#### Exercise description
Convert the listing below into a Markdown table with the columns "Row" and "Line", starting with the line that contains "crust in the photo above." and going on through the end of the listing. Skip any blank lines.

(Pointing and labeling listing)
● ● ● ● ●
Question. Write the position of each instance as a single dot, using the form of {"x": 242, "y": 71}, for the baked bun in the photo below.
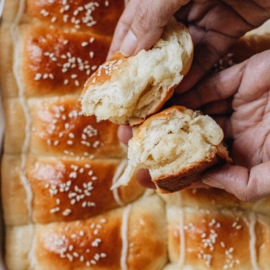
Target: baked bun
{"x": 176, "y": 145}
{"x": 127, "y": 90}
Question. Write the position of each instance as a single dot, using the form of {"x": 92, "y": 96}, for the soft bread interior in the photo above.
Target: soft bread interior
{"x": 139, "y": 85}
{"x": 171, "y": 141}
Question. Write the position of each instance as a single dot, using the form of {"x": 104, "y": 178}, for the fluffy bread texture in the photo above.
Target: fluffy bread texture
{"x": 127, "y": 90}
{"x": 176, "y": 145}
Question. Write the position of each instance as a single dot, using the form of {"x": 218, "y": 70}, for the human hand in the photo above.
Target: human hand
{"x": 239, "y": 100}
{"x": 214, "y": 27}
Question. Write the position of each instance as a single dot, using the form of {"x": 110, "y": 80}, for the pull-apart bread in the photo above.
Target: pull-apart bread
{"x": 58, "y": 165}
{"x": 176, "y": 145}
{"x": 127, "y": 90}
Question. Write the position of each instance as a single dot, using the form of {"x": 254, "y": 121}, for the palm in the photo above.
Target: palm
{"x": 247, "y": 87}
{"x": 250, "y": 122}
{"x": 215, "y": 26}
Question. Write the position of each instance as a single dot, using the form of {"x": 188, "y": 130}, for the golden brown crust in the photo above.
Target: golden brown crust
{"x": 186, "y": 177}
{"x": 57, "y": 63}
{"x": 112, "y": 240}
{"x": 59, "y": 128}
{"x": 210, "y": 239}
{"x": 80, "y": 15}
{"x": 62, "y": 189}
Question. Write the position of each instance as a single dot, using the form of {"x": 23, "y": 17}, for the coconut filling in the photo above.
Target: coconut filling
{"x": 165, "y": 145}
{"x": 131, "y": 92}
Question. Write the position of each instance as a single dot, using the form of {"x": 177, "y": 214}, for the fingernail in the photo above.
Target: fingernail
{"x": 129, "y": 44}
{"x": 212, "y": 183}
● ● ● ● ●
#### Exercise answer
| Row | Line |
|---|---|
| 1 | Question. Write the position of each instance as a single dot, using the form of {"x": 188, "y": 130}, for the golden brown crust in the photo above. |
| 2 | Target: golden brown crust |
| 3 | {"x": 186, "y": 177} |
| 4 | {"x": 57, "y": 63} |
| 5 | {"x": 112, "y": 240} |
| 6 | {"x": 59, "y": 128} |
| 7 | {"x": 210, "y": 239} |
| 8 | {"x": 80, "y": 15} |
| 9 | {"x": 62, "y": 189} |
| 10 | Question. Write the position of each instance as a single dot, using the form of {"x": 23, "y": 17}, for the coconut filling in the photo above. |
| 11 | Target: coconut filling |
| 12 | {"x": 165, "y": 145} |
| 13 | {"x": 131, "y": 92} |
| 14 | Question. Write the position of each instance as a single dot, using the form of {"x": 177, "y": 214}, for the fingernail in the photo above. |
| 15 | Target: fingernail |
| 16 | {"x": 129, "y": 44} |
| 17 | {"x": 212, "y": 183} |